>> start Extracted material
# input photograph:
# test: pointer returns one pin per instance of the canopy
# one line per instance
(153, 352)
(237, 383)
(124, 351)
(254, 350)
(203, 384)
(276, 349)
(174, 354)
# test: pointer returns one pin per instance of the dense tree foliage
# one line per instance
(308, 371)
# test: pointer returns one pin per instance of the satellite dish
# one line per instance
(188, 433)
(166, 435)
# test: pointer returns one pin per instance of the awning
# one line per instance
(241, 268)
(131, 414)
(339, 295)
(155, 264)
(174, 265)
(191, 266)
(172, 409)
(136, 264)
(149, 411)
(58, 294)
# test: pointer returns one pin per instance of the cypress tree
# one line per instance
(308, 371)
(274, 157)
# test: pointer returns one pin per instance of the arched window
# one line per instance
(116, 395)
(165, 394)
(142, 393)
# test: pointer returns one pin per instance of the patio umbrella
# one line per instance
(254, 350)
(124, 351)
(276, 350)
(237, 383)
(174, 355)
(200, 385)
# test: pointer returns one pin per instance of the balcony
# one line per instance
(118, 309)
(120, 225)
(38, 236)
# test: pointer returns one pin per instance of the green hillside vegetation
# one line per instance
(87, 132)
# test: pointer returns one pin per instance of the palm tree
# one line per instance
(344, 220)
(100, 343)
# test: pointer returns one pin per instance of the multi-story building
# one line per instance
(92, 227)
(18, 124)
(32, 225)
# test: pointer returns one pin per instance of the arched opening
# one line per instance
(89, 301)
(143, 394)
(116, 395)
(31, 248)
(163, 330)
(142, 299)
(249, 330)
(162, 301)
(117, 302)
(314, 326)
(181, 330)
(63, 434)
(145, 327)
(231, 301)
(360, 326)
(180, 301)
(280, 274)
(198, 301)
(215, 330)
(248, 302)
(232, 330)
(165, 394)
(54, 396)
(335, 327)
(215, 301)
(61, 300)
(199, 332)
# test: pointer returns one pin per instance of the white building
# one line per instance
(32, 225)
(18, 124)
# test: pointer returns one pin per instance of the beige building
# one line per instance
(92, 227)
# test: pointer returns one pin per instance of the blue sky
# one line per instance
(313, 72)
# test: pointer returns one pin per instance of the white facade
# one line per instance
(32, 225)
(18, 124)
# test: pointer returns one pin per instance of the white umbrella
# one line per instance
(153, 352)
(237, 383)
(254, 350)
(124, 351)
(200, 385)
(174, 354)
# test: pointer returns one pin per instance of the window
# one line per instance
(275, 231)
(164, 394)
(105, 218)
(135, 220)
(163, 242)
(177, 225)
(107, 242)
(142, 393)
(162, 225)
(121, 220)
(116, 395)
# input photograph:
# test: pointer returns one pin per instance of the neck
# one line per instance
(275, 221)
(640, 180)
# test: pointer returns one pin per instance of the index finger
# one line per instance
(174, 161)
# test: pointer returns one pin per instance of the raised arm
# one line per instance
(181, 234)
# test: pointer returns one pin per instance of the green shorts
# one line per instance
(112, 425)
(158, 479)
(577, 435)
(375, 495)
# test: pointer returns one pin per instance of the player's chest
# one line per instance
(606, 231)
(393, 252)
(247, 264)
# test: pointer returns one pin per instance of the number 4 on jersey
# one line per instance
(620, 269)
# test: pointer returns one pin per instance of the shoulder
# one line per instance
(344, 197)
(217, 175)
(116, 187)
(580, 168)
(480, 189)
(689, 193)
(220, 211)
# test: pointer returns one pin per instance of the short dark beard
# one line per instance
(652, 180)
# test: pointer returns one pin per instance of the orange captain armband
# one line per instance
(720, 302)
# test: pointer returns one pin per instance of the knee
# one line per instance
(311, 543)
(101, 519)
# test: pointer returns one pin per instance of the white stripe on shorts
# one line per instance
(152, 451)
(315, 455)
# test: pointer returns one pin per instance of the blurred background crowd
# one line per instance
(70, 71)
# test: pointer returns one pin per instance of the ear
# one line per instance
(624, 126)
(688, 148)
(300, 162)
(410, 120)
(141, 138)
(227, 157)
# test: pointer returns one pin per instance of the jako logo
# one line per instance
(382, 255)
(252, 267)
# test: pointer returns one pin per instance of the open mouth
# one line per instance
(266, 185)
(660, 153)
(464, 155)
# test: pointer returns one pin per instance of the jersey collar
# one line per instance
>> end Extracted material
• Aim of the exercise: Render every line of the listing above as a JSON array of strings, one string per line, omitting blank lines.

• Task answer:
[
  "# input photograph:",
  "# test: pointer returns one pin per instance of the canopy",
  "# one line per instance",
  "(153, 352)",
  "(237, 383)",
  "(124, 351)",
  "(254, 350)",
  "(203, 384)",
  "(276, 349)",
  "(174, 354)",
  "# test: pointer returns one pin per instance of the dense tree foliage",
  "# one line per instance",
  "(308, 371)",
  "# test: pointer returns one pin per instance of the satellite dish",
  "# one line per instance",
  "(188, 433)",
  "(166, 435)",
  "# test: pointer returns one pin per instance of the awning",
  "# one line per instance",
  "(241, 268)",
  "(131, 414)",
  "(339, 295)",
  "(155, 264)",
  "(174, 265)",
  "(191, 266)",
  "(172, 409)",
  "(136, 264)",
  "(149, 411)",
  "(58, 294)",
  "# test: pointer returns one pin per instance of the cypress tree",
  "# one line per instance",
  "(308, 371)",
  "(274, 157)",
  "# test: pointer returns one pin per instance of the arched window",
  "# one line per instance",
  "(116, 395)",
  "(165, 394)",
  "(142, 393)",
  "# test: pointer returns one pin per instance of the patio umbrella",
  "# one line per instance",
  "(254, 350)",
  "(124, 351)",
  "(276, 350)",
  "(237, 383)",
  "(174, 355)",
  "(200, 385)",
  "# test: pointer returns one pin per instance of the balcony",
  "# one line per instance",
  "(118, 309)",
  "(120, 225)",
  "(38, 236)",
  "# test: pointer returns one pin per instance of the green hillside vegetation",
  "# one line per instance",
  "(87, 132)",
  "# test: pointer returns one pin per instance of the palm tree",
  "# one line per instance",
  "(344, 220)",
  "(100, 343)",
  "# test: pointer returns one pin per instance of the multi-story building",
  "# one line per instance",
  "(92, 227)",
  "(18, 124)",
  "(32, 225)",
  "# test: pointer returns one pin per instance of the arched opening",
  "# one line per instance",
  "(89, 301)",
  "(143, 394)",
  "(116, 395)",
  "(31, 248)",
  "(163, 330)",
  "(142, 299)",
  "(249, 330)",
  "(162, 301)",
  "(117, 302)",
  "(314, 326)",
  "(181, 330)",
  "(63, 434)",
  "(145, 327)",
  "(231, 301)",
  "(360, 326)",
  "(180, 301)",
  "(280, 274)",
  "(198, 301)",
  "(215, 330)",
  "(248, 302)",
  "(232, 330)",
  "(165, 394)",
  "(54, 396)",
  "(335, 327)",
  "(215, 301)",
  "(61, 300)",
  "(199, 332)",
  "# test: pointer returns one pin per instance of the white building",
  "# one line per instance",
  "(32, 225)",
  "(18, 124)",
  "# test: pointer returns one pin per instance of the beige building",
  "# one line per instance",
  "(92, 227)",
  "# test: pointer returns one pin per instance of the blue sky",
  "# one line per instance",
  "(313, 72)",
  "# test: pointer returns one pin per instance of the white facade",
  "# one line per instance",
  "(32, 225)",
  "(18, 124)",
  "# test: pointer returns one pin per instance of the white umbrella",
  "# one line per instance",
  "(153, 352)",
  "(237, 383)",
  "(254, 350)",
  "(124, 351)",
  "(200, 385)",
  "(174, 354)",
  "# test: pointer returns one pin per instance of the window",
  "# one line per instance",
  "(275, 231)",
  "(164, 394)",
  "(105, 218)",
  "(135, 220)",
  "(163, 242)",
  "(177, 225)",
  "(107, 242)",
  "(142, 393)",
  "(162, 225)",
  "(121, 220)",
  "(116, 395)",
  "# input photograph:",
  "# test: pointer returns one pin per instance of the neck",
  "# one line per instance",
  "(275, 221)",
  "(640, 180)",
  "# test: pointer returns one pin per instance of the index finger",
  "# one line per instance",
  "(174, 161)",
  "# test: pointer returns one pin per instance of the raised arm",
  "# one line per instance",
  "(181, 234)",
  "# test: pointer returns one pin per instance of the green shorts",
  "# one line per instance",
  "(112, 425)",
  "(158, 479)",
  "(577, 435)",
  "(375, 495)",
  "# test: pointer returns one pin per instance of the player's chest",
  "# one line per instance",
  "(606, 231)",
  "(393, 252)",
  "(247, 264)",
  "# test: pointer returns one pin per instance of the number 4 on jersey",
  "# one line per instance",
  "(620, 269)",
  "# test: pointer returns one pin per instance of the shoulder",
  "# one line per instance",
  "(344, 197)",
  "(217, 175)",
  "(116, 187)",
  "(580, 168)",
  "(480, 189)",
  "(689, 193)",
  "(220, 211)",
  "# test: pointer returns one pin per instance of the short dark beard",
  "# one line per instance",
  "(652, 180)",
  "# test: pointer returns one pin per instance of the orange captain armband",
  "# one line per instance",
  "(720, 302)",
  "# test: pointer returns one pin per instance of the knee",
  "# one line per instance",
  "(311, 543)",
  "(101, 519)",
  "# test: pointer returns one pin per instance of the white stripe on shorts",
  "# one line per instance",
  "(152, 451)",
  "(315, 455)",
  "# test: pointer returns one pin per instance of the blurred background crowd",
  "# one line per instance",
  "(70, 71)",
  "# test: pointer returns one pin per instance of the ear",
  "# one line per instance",
  "(624, 126)",
  "(688, 148)",
  "(300, 162)",
  "(410, 120)",
  "(141, 138)",
  "(227, 157)",
  "# test: pointer returns one pin per instance of the jako logo",
  "# one line per instance",
  "(382, 255)",
  "(252, 267)",
  "# test: pointer returns one pin per instance of the open mouth",
  "# one line per instance",
  "(266, 185)",
  "(660, 153)",
  "(464, 155)",
  "# test: pointer returns one pin per instance of the jersey collar",
  "# one line per instance"
]